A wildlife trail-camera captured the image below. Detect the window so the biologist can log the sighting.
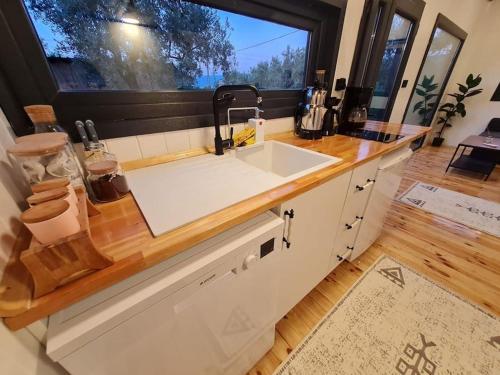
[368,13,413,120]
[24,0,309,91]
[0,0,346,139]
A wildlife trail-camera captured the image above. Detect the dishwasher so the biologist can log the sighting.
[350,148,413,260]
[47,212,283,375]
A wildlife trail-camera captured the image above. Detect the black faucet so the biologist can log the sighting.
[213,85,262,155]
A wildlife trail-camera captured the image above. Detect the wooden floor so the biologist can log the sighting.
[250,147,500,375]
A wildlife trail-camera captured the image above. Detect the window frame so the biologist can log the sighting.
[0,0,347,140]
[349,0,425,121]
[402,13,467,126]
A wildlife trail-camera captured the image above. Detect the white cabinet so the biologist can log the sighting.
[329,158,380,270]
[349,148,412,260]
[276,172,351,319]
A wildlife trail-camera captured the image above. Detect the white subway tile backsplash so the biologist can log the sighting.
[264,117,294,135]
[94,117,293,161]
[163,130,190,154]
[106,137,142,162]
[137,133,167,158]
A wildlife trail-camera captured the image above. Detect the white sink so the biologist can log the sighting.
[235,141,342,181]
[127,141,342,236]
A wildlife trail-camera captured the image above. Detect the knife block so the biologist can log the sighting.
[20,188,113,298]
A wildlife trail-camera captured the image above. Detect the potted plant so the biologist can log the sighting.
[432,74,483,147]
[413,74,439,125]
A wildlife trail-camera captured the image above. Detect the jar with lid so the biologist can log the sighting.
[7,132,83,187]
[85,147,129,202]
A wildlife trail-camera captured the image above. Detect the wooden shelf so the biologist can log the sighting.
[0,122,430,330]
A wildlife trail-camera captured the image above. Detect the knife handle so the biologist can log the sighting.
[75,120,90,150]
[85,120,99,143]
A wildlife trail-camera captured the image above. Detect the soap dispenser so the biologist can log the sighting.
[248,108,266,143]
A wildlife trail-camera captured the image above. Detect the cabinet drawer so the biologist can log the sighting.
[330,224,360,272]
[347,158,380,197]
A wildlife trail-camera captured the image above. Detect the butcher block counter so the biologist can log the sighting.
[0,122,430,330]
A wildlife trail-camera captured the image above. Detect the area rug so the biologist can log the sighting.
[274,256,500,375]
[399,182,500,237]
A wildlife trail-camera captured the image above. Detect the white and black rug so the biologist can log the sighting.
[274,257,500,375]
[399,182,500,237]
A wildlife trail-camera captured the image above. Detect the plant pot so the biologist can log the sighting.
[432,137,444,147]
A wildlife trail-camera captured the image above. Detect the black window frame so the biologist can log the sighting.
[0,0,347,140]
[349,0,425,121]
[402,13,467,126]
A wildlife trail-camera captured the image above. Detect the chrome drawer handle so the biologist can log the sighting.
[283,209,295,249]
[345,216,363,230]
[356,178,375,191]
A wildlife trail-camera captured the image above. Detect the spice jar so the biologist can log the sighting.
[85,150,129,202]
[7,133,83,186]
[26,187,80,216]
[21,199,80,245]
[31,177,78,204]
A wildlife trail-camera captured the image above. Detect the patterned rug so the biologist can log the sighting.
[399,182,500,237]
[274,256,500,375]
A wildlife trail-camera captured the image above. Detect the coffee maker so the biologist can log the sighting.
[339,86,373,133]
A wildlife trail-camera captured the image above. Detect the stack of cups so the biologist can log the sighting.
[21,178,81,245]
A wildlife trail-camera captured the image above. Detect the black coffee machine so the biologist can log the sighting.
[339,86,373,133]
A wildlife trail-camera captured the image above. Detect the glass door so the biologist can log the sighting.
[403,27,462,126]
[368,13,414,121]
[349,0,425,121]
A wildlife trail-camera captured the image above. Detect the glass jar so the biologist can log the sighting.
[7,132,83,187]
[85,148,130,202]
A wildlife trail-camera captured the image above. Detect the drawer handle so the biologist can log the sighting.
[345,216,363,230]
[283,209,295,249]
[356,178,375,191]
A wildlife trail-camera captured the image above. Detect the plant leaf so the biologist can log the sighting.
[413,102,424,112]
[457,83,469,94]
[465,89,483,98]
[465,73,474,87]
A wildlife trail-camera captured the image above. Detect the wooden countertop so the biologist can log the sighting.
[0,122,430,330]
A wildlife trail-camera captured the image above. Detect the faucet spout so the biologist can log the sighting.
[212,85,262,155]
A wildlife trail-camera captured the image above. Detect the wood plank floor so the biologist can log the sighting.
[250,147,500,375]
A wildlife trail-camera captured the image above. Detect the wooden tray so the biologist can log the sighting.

-*-*-

**Task objective:**
Print every entry above word for word, leaving out the pictures.

**Task solution:**
A wildlife trail-camera captured the image below. Detect the window so the biologist can log the sighting.
[368,13,413,120]
[24,0,309,91]
[0,0,346,139]
A wildlife trail-camera captured the image above. Detect the dishwasher so the biologist can log the sighting.
[350,148,413,260]
[47,212,283,375]
A wildlife trail-camera captured the image above. Detect the black faucet so the biologist can log the sighting.
[213,85,262,155]
A wildlife trail-camera captured the image above. Detect the wooden floor so the biologist can log the sighting.
[250,147,500,375]
A wildlife trail-camera captured the image above. Detect the window frame so the biologist can log the sighting.
[0,0,347,140]
[349,0,425,121]
[402,13,467,126]
A wildlife trail-camera captured the image above. Detect the white cabinet so the biologist can log the sighting.
[329,158,380,270]
[349,148,412,260]
[276,172,351,319]
A wildlife trail-camera captured the image above. Detect the white subway tile backsplash so the biologist can log the sighting.
[264,117,294,135]
[94,117,293,161]
[163,130,190,154]
[106,137,142,162]
[137,133,167,158]
A wildlife trail-camera captured the image above. Detect the white sink so the biologist can log the sighting.
[235,141,342,181]
[127,141,342,236]
A wildlife trail-camera captured the image above. Detect the knife block so the biologist can log the sighting.
[20,188,113,298]
A wildlife trail-camera captured the image above. Detect the potted plant so the biologist can log the sighting.
[432,74,483,147]
[413,74,439,125]
A wildlife trail-camera captured the image above. Detect the jar with lid so the biologist can log the sighting.
[7,132,83,187]
[85,147,129,202]
A wildlife trail-camera captured the image above. Detect the wooden shelf so the biologist can log the sighting.
[0,122,430,330]
A wildlife trail-camera captured the image above. Detect the knife handle so the biologist can log the sighting.
[75,120,90,150]
[85,120,99,143]
A wildlife trail-camera captured the image above. Detect the soap dispenser so the biologist can log the sighting.
[248,108,266,143]
A wildlife trail-camera captured the image above. Detect the cabinet drawer so the biologist can log the sighting.
[330,224,360,272]
[347,158,380,197]
A wildlife trail-camera captured the image above. Detect the butcher block counter so the biologist can log the sighting.
[0,122,430,330]
A wildlife trail-camera captured the image above. Detect the area rug so the biologist can log the sighting.
[274,256,500,375]
[399,182,500,237]
A wildlife trail-camera captured the image above. Detect the white and black rug so the biologist can log the sighting.
[274,257,500,375]
[399,182,500,237]
A wildlife trail-camera captured the image above. Detect the plant pot so the biologist can log the sighting.
[432,137,444,147]
A wildlife trail-camera captured the image above. Detect the black window frame so the biologist can log the sighting.
[0,0,347,140]
[349,0,425,121]
[402,13,467,126]
A wildlife trail-camera captured the image above. Detect the chrome drawer handle so the biologist can log the sighting.
[283,209,295,249]
[345,216,363,230]
[356,178,375,191]
A wildlife trail-camera captured the image above. Detect the spice jar so the biologist can log the sighting.
[85,150,129,202]
[7,133,83,186]
[26,187,80,216]
[21,199,80,245]
[31,177,78,204]
A wildlife trail-camera captured the image above. Detect the patterned rug so the biologist can log the sighting.
[399,182,500,237]
[274,256,500,375]
A wildlife trail-camera captured the image above. Detect the coffee maker so the biologist can log the sighting.
[339,86,373,133]
A wildlife trail-camera captured the image above. Detect the stack of cups so the biologist can log the sighting.
[21,178,81,245]
A wildlife trail-camera captured the image above. Detect the black coffee machine so the biologist can log the sighting.
[339,86,373,133]
A wildlife trail-camera captured the image above. Detect the glass door so the biologist can log the sighting.
[403,27,462,126]
[368,13,414,121]
[349,0,425,121]
A wildlife trail-camera captured the image above. Detect the glass jar so the biologist can log the sighting.
[7,132,83,187]
[85,148,130,202]
A wildlife trail-camera captured the image above. Detect the drawer handle so the biologist can log the sighting.
[345,216,363,230]
[283,209,295,249]
[356,178,375,191]
A wildlife trail-camera captured the image above. Detect the plant leaf so the biologist can log the sighting.
[413,102,424,112]
[457,83,469,94]
[465,89,483,98]
[465,73,474,87]
A wildlife trail-camera captured the image above. Detect the wooden countertop so the biologist can log the sighting.
[0,122,430,330]
A wildlife trail-camera captured the image above. Detect the faucet spout so the biologist can log the sighting.
[212,85,262,155]
A wildlife trail-camera captured the image above. Detect the wood plank floor so the biologist can log the sighting.
[250,147,500,375]
A wildlife trail-camera captured the image above. Detect the wooden tray so the biologist can log the sighting.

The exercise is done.